Work task:
The answer must consist solely of the lines from the one containing "Test yourself! Look at the image and find the white kitchen" to the end of the entries below, repeated exactly.

(Collected data)
#####

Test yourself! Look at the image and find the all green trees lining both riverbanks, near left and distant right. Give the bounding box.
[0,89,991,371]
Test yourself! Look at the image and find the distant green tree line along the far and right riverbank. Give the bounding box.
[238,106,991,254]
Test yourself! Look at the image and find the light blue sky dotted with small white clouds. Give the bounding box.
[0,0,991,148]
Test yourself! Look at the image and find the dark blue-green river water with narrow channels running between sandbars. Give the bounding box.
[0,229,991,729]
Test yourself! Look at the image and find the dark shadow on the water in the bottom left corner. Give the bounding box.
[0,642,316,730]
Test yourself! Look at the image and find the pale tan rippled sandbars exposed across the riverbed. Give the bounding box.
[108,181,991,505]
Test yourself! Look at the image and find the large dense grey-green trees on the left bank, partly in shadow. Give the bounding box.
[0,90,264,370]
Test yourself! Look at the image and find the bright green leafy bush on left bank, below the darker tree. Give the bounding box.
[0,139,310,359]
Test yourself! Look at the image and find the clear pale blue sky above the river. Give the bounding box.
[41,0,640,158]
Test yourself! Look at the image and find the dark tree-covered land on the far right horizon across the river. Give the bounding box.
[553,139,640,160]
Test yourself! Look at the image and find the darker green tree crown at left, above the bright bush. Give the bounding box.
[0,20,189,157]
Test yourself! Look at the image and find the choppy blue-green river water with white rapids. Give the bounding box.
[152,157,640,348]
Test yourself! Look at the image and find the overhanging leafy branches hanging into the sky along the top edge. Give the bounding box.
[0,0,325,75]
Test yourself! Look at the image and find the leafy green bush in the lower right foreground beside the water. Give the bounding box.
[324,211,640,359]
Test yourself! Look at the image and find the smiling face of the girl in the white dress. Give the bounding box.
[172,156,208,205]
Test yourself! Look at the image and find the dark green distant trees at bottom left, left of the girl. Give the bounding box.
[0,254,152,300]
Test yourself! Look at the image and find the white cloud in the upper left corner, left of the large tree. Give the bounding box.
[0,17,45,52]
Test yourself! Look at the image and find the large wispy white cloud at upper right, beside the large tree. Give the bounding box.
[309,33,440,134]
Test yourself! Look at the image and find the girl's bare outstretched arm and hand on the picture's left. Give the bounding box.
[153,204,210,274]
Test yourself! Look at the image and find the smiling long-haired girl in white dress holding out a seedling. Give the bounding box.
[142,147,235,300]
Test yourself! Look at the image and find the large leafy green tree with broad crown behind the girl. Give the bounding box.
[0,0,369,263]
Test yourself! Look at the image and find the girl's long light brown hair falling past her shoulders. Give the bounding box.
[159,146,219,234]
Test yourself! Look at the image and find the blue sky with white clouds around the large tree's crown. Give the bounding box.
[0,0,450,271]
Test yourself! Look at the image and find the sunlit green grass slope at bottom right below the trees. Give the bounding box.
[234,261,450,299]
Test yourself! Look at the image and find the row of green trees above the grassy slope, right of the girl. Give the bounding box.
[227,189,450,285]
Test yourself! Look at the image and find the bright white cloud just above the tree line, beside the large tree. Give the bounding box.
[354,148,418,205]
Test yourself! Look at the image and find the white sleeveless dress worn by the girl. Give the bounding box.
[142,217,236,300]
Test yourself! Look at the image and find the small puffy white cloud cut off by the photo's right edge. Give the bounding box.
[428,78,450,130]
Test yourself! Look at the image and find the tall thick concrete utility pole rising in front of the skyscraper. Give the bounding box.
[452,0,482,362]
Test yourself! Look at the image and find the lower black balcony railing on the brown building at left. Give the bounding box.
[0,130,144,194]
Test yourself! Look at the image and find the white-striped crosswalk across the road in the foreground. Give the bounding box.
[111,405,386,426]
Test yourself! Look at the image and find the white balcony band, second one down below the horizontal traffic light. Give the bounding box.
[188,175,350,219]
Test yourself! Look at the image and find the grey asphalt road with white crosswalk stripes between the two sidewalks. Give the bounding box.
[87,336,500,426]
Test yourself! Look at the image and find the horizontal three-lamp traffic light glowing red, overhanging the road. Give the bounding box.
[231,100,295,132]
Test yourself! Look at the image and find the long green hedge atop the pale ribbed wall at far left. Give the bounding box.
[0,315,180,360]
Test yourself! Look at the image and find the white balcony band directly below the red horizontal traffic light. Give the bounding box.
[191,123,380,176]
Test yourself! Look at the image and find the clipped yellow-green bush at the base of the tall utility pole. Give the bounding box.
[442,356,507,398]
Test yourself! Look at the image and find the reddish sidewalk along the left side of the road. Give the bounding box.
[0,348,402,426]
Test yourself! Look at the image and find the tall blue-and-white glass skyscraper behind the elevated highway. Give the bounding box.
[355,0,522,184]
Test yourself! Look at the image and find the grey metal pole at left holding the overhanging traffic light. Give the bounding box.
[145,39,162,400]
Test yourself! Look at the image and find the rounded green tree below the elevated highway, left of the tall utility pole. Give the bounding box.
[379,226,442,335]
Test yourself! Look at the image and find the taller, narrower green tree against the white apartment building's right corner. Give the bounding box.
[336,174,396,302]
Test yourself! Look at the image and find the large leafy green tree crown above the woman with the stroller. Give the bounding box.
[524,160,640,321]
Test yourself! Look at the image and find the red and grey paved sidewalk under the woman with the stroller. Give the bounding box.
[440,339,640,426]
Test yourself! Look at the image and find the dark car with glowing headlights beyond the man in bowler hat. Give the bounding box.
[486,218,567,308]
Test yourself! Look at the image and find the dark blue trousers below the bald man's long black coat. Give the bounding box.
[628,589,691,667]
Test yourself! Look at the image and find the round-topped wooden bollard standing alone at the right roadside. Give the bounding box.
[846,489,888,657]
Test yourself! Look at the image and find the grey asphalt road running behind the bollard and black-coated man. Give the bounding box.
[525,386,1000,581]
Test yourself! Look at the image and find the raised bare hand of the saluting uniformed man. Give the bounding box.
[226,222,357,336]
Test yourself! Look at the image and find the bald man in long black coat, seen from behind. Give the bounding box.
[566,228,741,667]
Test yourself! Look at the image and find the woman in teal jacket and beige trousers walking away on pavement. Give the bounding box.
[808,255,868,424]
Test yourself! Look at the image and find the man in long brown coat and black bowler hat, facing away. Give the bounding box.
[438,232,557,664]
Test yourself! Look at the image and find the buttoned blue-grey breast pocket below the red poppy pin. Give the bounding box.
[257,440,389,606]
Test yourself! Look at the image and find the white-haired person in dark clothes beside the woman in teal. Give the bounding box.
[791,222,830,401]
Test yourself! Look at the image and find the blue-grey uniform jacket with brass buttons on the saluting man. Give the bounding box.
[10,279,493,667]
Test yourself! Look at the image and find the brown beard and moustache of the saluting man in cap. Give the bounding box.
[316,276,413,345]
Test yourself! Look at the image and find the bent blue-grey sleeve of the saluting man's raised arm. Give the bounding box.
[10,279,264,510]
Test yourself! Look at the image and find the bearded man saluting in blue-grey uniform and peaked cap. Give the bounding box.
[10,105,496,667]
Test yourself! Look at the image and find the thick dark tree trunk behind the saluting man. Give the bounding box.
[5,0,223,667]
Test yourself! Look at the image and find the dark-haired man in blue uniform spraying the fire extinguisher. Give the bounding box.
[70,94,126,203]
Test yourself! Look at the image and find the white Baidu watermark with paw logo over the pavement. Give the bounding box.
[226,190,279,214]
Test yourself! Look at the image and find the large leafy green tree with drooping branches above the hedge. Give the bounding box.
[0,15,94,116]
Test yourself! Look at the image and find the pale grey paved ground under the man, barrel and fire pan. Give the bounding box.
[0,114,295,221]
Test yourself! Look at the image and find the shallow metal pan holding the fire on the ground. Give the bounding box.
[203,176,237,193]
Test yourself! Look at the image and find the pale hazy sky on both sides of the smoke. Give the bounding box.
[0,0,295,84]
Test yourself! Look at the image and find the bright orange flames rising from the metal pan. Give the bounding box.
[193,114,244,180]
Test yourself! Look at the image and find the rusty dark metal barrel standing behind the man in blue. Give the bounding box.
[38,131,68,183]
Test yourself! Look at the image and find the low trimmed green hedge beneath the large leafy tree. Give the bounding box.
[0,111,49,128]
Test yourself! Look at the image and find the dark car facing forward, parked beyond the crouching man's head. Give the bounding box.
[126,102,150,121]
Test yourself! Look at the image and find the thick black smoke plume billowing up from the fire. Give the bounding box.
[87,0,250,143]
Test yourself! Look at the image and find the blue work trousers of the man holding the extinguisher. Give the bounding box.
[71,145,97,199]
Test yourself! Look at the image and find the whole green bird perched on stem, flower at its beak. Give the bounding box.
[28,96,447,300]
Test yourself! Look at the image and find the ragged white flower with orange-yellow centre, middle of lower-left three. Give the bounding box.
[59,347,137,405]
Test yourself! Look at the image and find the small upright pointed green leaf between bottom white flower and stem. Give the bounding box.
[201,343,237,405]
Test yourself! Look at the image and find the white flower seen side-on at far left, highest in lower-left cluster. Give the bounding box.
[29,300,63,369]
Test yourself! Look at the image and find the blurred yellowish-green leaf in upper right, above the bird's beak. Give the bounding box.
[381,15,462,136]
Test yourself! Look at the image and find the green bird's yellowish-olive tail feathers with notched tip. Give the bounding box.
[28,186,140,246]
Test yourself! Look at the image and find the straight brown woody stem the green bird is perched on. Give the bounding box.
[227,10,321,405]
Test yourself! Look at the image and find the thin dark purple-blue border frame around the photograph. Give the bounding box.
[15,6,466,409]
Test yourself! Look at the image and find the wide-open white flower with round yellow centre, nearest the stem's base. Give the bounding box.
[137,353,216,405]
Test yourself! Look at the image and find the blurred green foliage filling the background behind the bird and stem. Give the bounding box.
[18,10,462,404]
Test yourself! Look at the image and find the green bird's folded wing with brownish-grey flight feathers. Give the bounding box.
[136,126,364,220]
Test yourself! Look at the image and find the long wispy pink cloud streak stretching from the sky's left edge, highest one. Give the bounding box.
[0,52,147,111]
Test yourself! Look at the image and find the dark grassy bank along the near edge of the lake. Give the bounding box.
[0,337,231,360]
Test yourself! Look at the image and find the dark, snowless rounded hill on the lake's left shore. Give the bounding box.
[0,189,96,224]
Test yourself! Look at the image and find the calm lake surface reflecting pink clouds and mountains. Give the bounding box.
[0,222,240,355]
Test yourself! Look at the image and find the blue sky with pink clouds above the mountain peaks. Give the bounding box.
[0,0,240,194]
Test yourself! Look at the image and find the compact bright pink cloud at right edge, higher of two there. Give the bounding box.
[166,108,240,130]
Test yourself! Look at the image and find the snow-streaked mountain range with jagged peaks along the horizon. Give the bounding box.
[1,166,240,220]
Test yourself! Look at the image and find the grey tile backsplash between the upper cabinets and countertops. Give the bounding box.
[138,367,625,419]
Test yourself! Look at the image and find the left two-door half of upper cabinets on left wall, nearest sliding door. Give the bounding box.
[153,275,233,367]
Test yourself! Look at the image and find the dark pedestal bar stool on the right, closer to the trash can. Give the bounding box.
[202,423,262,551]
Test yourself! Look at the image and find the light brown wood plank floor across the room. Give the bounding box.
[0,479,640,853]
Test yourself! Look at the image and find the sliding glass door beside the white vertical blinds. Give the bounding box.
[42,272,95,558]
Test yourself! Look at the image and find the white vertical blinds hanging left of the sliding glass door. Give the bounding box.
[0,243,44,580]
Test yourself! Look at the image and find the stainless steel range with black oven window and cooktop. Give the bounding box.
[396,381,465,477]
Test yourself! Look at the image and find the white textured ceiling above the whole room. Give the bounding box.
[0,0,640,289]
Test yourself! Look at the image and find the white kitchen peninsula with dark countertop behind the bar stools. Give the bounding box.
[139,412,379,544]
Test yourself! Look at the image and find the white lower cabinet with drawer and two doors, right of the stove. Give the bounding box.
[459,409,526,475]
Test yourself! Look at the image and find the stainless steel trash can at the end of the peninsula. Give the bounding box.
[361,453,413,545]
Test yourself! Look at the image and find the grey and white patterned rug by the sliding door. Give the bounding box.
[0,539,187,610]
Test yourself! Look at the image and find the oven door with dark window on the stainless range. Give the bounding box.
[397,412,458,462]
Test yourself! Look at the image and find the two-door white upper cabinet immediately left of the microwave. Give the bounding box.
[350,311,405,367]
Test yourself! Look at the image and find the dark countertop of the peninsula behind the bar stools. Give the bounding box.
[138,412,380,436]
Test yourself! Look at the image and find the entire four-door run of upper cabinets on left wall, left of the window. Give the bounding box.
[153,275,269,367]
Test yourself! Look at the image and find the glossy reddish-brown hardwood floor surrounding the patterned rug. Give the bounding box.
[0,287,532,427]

#####

Solution to this task:
Test yourself! Look at the image and find the white kitchen peninsula with dark countertop behind the bar stools. Give the bounding box.
[139,412,379,544]
Test yourself! Look at the image and find the white lower cabinet with drawer and two doors, right of the stove. Give the bounding box.
[459,409,526,475]
Test yourself! Look at the image and find the stainless steel trash can at the end of the peninsula. Give the bounding box.
[361,453,413,545]
Test yourself! Look at the image and find the grey and white patterned rug by the sliding door. Give the bounding box.
[0,539,187,610]
Test yourself! Look at the image and find the oven door with dark window on the stainless range. Give the bounding box.
[397,412,458,462]
Test yourself! Look at the image and find the two-door white upper cabinet immediately left of the microwave. Give the bounding box.
[350,311,405,367]
Test yourself! Look at the image and find the dark countertop of the peninsula behind the bar stools. Give the bounding box.
[138,412,380,436]
Test yourself! Look at the image and find the entire four-door run of upper cabinets on left wall, left of the window. Give the bounding box.
[153,275,269,367]
Test yourself! Look at the image and find the glossy reddish-brown hardwood floor surrounding the patterned rug. Give the bounding box.
[0,287,532,427]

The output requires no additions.